> [Provided records]
◆ ◆ ◆

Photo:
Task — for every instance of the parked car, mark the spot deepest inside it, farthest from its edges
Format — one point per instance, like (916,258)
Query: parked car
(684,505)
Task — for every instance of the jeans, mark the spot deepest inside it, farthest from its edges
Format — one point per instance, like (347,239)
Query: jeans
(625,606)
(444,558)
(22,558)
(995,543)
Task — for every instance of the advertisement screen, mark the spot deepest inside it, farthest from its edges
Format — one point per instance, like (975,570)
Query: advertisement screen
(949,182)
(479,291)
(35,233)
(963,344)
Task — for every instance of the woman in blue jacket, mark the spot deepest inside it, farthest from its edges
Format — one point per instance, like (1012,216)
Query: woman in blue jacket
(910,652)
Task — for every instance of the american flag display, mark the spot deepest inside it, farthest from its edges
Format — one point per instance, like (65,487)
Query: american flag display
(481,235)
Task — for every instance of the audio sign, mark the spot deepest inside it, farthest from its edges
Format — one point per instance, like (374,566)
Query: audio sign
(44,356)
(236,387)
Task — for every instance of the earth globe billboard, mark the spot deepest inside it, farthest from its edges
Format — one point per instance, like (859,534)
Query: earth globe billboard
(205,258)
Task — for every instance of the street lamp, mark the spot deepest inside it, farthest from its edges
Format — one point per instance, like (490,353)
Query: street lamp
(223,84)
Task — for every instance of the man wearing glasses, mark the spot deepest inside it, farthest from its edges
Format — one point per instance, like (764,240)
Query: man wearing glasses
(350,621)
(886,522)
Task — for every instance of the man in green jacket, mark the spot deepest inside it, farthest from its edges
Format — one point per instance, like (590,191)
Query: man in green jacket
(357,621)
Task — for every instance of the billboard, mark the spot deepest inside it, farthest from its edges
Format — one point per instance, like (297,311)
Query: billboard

◆ ◆ ◆

> [Work request]
Please give a word-for-word repetition of the lines from the one containing "Format — one point per instance, like (490,353)" through the last line of the data above, including both, and nothing besides.

> [Output of the task]
Format — one point per instance, like (490,353)
Query: street lamp
(223,84)
Task — for every instance of the man wearing glasses, mark the spot deepest inside it, farthest from its edges
Format — one point per instance, like (764,240)
Query: man wearing glasses
(350,621)
(886,522)
Task — for every instance of the man in green jacket, mark the spot deepest inside it, farthest from its edges
Format — one point per instance, like (590,191)
Query: man in green jacket
(357,621)
Task — for every instance of the billboard, mark the spot deepest inside it, farthest from its edges
Format — one point per instance, like (297,311)
Query: billboard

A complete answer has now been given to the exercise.